Directions: Reproduce all of the data below word for word, and leave the pictures out of your answer.
╭─ Dataset extract
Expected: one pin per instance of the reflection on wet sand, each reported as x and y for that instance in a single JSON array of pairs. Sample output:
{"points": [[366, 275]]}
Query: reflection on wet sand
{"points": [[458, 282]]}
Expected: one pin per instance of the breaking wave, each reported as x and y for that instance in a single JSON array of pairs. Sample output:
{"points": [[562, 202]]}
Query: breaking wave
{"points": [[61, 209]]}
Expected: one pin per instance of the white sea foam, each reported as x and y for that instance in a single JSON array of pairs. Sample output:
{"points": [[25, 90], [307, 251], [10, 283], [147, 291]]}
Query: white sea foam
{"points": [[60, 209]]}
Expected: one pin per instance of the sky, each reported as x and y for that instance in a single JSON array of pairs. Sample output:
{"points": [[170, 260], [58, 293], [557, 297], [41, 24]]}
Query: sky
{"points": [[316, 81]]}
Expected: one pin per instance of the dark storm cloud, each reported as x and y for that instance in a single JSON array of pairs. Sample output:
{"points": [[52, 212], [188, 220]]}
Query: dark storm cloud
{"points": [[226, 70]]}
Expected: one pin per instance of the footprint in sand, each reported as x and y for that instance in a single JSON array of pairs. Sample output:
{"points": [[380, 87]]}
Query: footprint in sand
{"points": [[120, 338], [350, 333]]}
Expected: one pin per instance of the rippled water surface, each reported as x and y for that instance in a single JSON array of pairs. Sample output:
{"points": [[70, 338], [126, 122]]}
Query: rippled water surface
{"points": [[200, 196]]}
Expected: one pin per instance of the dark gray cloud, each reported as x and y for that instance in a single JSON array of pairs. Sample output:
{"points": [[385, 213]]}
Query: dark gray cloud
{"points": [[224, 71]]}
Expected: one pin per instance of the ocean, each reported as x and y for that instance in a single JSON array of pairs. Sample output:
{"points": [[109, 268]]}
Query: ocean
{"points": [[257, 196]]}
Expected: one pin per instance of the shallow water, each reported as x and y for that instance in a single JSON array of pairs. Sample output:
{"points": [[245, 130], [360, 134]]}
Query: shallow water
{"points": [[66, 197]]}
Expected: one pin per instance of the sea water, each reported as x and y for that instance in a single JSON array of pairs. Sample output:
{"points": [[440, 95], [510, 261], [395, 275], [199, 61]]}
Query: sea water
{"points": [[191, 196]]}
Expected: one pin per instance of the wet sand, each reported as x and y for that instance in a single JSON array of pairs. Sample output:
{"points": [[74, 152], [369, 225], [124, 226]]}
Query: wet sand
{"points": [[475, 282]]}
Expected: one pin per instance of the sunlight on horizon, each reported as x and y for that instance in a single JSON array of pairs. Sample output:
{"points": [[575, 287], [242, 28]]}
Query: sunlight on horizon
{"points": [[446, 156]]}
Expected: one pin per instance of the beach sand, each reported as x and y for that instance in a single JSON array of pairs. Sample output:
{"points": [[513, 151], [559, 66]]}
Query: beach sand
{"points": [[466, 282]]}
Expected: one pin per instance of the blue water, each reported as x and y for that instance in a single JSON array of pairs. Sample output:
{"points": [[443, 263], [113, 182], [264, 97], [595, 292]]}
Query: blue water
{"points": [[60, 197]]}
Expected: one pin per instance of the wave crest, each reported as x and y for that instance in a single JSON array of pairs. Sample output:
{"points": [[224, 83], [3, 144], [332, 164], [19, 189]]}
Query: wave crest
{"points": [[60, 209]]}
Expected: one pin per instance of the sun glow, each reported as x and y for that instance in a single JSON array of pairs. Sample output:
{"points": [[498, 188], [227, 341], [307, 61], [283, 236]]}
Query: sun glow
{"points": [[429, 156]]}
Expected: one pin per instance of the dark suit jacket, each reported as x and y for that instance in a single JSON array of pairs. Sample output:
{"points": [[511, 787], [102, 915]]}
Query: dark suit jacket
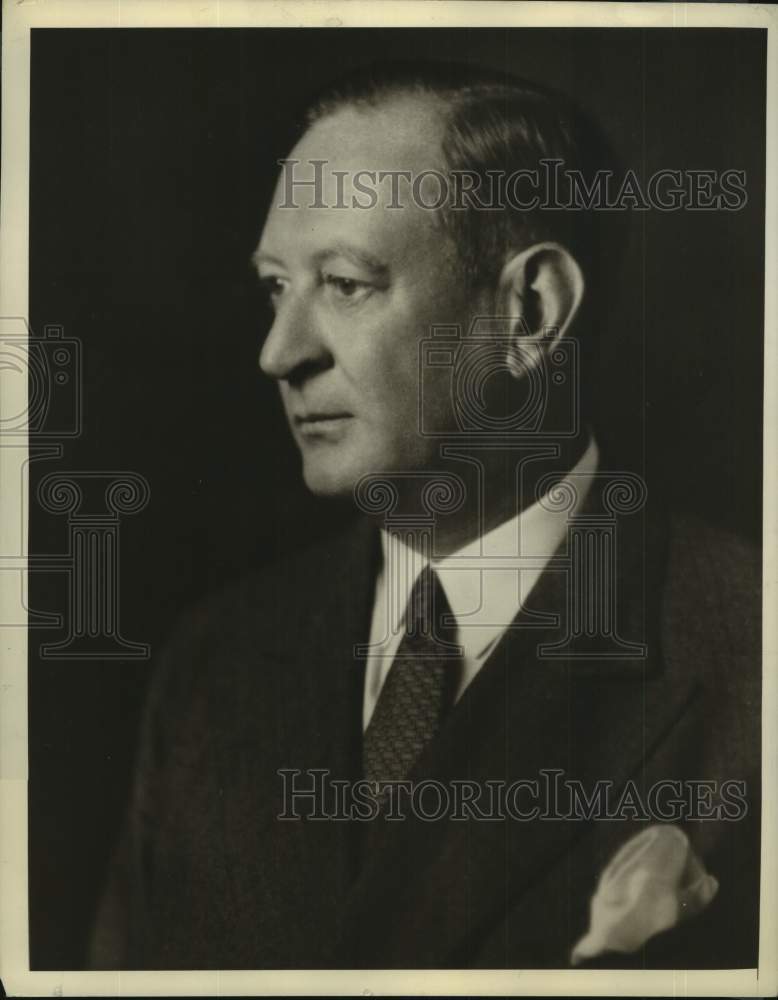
{"points": [[264, 678]]}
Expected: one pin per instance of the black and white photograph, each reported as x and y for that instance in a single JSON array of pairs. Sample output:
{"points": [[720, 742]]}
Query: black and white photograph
{"points": [[388, 520]]}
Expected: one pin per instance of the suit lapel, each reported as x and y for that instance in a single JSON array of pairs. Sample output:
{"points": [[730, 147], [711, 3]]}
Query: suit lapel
{"points": [[297, 708], [434, 889]]}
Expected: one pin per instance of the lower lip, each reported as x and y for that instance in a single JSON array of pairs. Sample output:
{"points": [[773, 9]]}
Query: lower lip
{"points": [[328, 427]]}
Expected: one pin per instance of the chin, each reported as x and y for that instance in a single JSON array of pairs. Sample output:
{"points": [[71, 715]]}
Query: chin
{"points": [[329, 478]]}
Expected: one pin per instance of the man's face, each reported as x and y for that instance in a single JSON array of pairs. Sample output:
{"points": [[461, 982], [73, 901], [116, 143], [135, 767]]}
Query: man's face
{"points": [[354, 292]]}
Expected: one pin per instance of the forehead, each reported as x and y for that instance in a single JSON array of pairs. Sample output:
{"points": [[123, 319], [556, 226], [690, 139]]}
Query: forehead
{"points": [[356, 144]]}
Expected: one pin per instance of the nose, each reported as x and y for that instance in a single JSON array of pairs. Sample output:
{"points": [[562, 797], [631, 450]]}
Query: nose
{"points": [[293, 347]]}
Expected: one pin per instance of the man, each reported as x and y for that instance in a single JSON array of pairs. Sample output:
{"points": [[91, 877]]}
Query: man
{"points": [[515, 727]]}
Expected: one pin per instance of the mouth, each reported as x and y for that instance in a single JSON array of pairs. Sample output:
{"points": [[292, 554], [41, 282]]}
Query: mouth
{"points": [[321, 424]]}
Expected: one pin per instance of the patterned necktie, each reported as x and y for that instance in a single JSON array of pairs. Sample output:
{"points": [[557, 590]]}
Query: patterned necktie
╰─
Exercise output:
Expected: one pin per instance of the reflection on wet sand, each reported as x and y for that instance in a single JSON array of pairs. Sample output:
{"points": [[366, 275]]}
Query: reflection on wet sand
{"points": [[458, 282]]}
Expected: one pin per instance of the breaking wave, each reported as x and y for that instance in a single JSON array of pairs. Sample output:
{"points": [[562, 202]]}
Query: breaking wave
{"points": [[61, 209]]}
Expected: one pin per instance of the white sea foam, each reported as x and y for that instance in a single JSON array of pairs. Sample output:
{"points": [[25, 90], [307, 251], [10, 283], [147, 291]]}
Query: white sea foam
{"points": [[60, 209]]}
Expected: one pin per instance of the sky, each reported as x and y for that instance in a single JSON array of pairs. Sample output:
{"points": [[170, 260], [58, 293], [557, 297], [41, 24]]}
Query: sky
{"points": [[316, 81]]}
Expected: one pin per instance of the dark storm cloud, each reported as x and y for that instance in a single JSON array of pairs. Sample output:
{"points": [[52, 212], [188, 220]]}
Query: dark storm cloud
{"points": [[226, 70]]}
Expected: one pin per instance of the footprint in sand, each reported as x and y for that instance in a single JSON array of pairs. Sample output:
{"points": [[380, 87]]}
Query: footprint in sand
{"points": [[120, 338], [350, 333]]}
Expected: one pin per instance of the rippled water surface, each reported as x and y for that instance in a single JSON array of pairs. Sample output:
{"points": [[70, 338], [126, 122]]}
Query: rippled water surface
{"points": [[200, 196]]}
Expected: one pin per instance of the dark gray cloud, each reported as x and y for that instance in a single JSON array of pairs. Sample output:
{"points": [[385, 213]]}
Query: dark gray cloud
{"points": [[224, 71]]}
Expected: one pin per instance of the ocean, each reported as x and y for that instance in a single JSON array of pairs. Sample output:
{"points": [[109, 268]]}
Query: ocean
{"points": [[257, 196]]}
Expected: one pin per instance of the shallow water, each reported as x and y for that instance in a single JSON array of pairs. Sample output:
{"points": [[245, 130], [360, 134]]}
Query: shallow water
{"points": [[66, 197]]}
Expected: one pin per instance of the sea water, each reported as x and y for that instance in a single JSON array of pairs. Sample output:
{"points": [[440, 95], [510, 261], [395, 275], [199, 61]]}
Query: sea water
{"points": [[191, 196]]}
Expected: one pin per instance of the wet sand, each reported as x and y for that instance in a single JSON array of pairs. Sample output:
{"points": [[74, 152], [369, 225], [124, 226]]}
Query: wet sand
{"points": [[475, 282]]}
Expected: one pin per instance of the sunlight on horizon, each reported as x and y for that instance in a single JSON array of pairs. Sample output:
{"points": [[575, 287], [242, 28]]}
Query: sunlight on horizon
{"points": [[446, 156]]}
Expected: one pin per instance of the beach sand, each reported as x and y for that instance in a single JSON array of pairs. Sample output:
{"points": [[513, 151], [559, 66]]}
Query: beach sand
{"points": [[466, 282]]}
Expected: one pin per instance of the blue water, each reported as x and y for that instance in a single JSON array of pairs. Sample output:
{"points": [[443, 263], [113, 182], [264, 97], [595, 292]]}
Query: blue water
{"points": [[60, 197]]}
Expected: one pin per instance of the wave crest, each reported as x and y for that instance in a single JSON array of pairs. Sample output:
{"points": [[224, 83], [3, 144], [332, 164], [19, 189]]}
Query: wave crest
{"points": [[60, 209]]}
Expected: one pin per instance of the sun glow, each reported as x and y for that instance in a single JSON array of pairs. Sample output:
{"points": [[498, 188], [227, 341], [307, 61], [283, 236]]}
Query: sun glow
{"points": [[429, 156]]}
Expected: one pin per instance of the dark suit jacket, each reported as x and y for that instance in a single JSON array of pairs. Sample output:
{"points": [[511, 787], [102, 915]]}
Query: dark suit jacket
{"points": [[264, 678]]}
Expected: one pin per instance of the black and white photograph, each reported as x and y for that instance in a single JSON array of pairs. Sample output:
{"points": [[720, 742]]}
Query: black and white photograph
{"points": [[388, 520]]}
Expected: one pin per instance of the suit lapel, each reported as x and y for that instance in a single JSON array of pairs. Sample output:
{"points": [[730, 147], [711, 3]]}
Query: suit lapel
{"points": [[297, 708], [434, 889]]}
Expected: one pin per instance of the lower lip, each reported as x and y for that instance in a single JSON array of pairs. Sample output:
{"points": [[773, 9]]}
Query: lower lip
{"points": [[328, 427]]}
Expected: one pin per instance of the chin, each reported as x and y for that instance in a single JSON array of pairs. Sample output:
{"points": [[71, 715]]}
Query: chin
{"points": [[329, 478]]}
Expected: one pin per instance of the man's face, each reported as x and y for that instance in a single JSON array of pairs. Sample output:
{"points": [[461, 982], [73, 901], [116, 143], [135, 767]]}
Query: man's face
{"points": [[354, 292]]}
Expected: one pin per instance of the forehead, each reported as x and y for that instance in a single JSON array of pairs. Sample output:
{"points": [[123, 319], [556, 226], [690, 139]]}
Query: forehead
{"points": [[356, 144]]}
Expected: one pin per instance of the nose, each reported as x and y for that instance in a single JSON array of pairs. Sample output:
{"points": [[562, 797], [631, 450]]}
Query: nose
{"points": [[293, 347]]}
Expected: one pin per instance of the man, each reported as x and y for that instance in a single JSON array of pairs. Sample output:
{"points": [[91, 877]]}
Query: man
{"points": [[515, 727]]}
Expected: one pin per instance of the mouth, each reported as x and y for that instance in a single JSON array of pairs. Sample output:
{"points": [[292, 554], [41, 282]]}
Query: mouth
{"points": [[321, 424]]}
Expected: one pin per instance of the patterned necktie, each reported as x and y for that instance in a single JSON array of pairs. Sample output:
{"points": [[557, 590]]}
Query: patterned necktie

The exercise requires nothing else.